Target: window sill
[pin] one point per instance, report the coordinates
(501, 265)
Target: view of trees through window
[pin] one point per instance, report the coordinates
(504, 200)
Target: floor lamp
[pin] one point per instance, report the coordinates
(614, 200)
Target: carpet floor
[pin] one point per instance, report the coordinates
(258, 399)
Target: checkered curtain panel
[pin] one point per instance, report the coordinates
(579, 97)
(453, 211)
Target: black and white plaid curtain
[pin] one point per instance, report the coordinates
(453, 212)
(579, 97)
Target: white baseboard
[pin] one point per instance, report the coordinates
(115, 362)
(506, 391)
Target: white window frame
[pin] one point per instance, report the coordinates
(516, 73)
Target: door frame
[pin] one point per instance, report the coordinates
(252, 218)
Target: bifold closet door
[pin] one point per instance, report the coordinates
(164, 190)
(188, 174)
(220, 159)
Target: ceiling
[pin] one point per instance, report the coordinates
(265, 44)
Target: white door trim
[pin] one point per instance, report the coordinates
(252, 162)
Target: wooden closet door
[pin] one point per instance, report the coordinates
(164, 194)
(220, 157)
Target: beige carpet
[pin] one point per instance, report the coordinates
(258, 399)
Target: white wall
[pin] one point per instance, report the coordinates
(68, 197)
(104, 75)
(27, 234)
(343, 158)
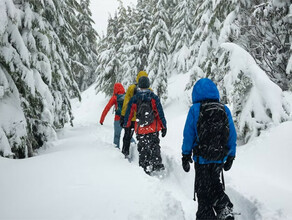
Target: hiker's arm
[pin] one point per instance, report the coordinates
(111, 102)
(232, 134)
(190, 134)
(159, 108)
(131, 108)
(128, 96)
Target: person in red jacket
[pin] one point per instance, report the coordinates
(117, 100)
(150, 120)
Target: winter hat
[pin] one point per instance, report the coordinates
(140, 74)
(144, 82)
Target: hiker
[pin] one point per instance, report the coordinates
(129, 130)
(117, 100)
(150, 120)
(209, 134)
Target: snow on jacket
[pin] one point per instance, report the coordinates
(205, 89)
(130, 94)
(118, 89)
(159, 120)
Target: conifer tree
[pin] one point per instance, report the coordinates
(109, 64)
(86, 54)
(37, 75)
(182, 30)
(159, 47)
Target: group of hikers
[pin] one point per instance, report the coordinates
(209, 138)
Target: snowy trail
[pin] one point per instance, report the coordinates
(82, 176)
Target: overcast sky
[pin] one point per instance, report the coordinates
(102, 8)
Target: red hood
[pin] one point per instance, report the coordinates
(118, 88)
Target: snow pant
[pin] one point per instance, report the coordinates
(149, 152)
(117, 133)
(128, 138)
(213, 203)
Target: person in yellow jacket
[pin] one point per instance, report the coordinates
(130, 130)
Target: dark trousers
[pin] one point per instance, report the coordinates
(149, 152)
(213, 203)
(128, 138)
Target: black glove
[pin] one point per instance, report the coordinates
(122, 121)
(228, 163)
(163, 132)
(186, 160)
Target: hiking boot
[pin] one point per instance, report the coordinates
(226, 214)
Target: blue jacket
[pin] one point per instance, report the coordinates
(205, 89)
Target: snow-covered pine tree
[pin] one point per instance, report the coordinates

**WORK TO BE COMPLETED**
Search the data above for the word "black", then gather each line in which it appears.

**PROBLEM SOLUTION**
Target: black and white plaid curtain
Target: black glove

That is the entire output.